Provided passage:

++++++++++++++++++++

The protagonist, Joseph Monrow, is an all-too-human veteran of the war - one of its many victims, despite having never quite made it to the front. His attempt to write the great anti-war novel is plagued by doubts - is he up to the task? Are his motives pure? He is full of self-loathing, aware of his own weakness and failures; yet his honesty keeps us on his side.
Perhaps the finest scenes in the book are the descriptions of Flanders after the war - a vision of the Wasteland. The clear-up operation, which seems to be grinding on forever, is claiming its own victims - the poor Chinese and Indian labourers who've been drafted in, many being killed by left-over shells; the prostitutes who service the transient servicemen; the locals who've turned to making 'souvenirs' out of bullet and shell cases for the visiting tourists (sorry, mourners).
There is a theme of doubles throughout; Joseph is shadowed by his lookalike, Hubert Rail. Whilst Joseph's response to the war is an idealistic pacifism, Hubert's is a nihilistic cynicism and decadence. Likewise the two key women in the book shadow each other - Tilly Laine, who deals with her brother's death through a Christian belief in noble sacrifice; and Marda, the German widow who feels only sadness and loss, yet seems to have an almost pagan belief in fertility and renewal. Joseph is, of course, torn between the two women.

++++++++++++++++++++

Supplied data:
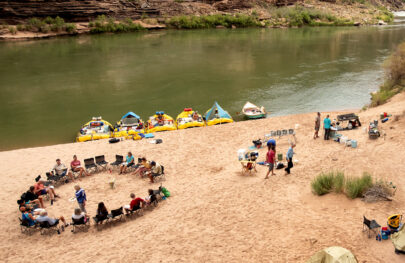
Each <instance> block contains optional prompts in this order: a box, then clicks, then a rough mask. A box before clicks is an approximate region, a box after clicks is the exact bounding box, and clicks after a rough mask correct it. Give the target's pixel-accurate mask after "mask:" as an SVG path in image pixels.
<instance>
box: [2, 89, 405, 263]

++++++++++++++++++++

According to the book review, who is the lookalike that shadows Joseph? The listing plays no part in this exercise.

Solved exercise: Hubert Rail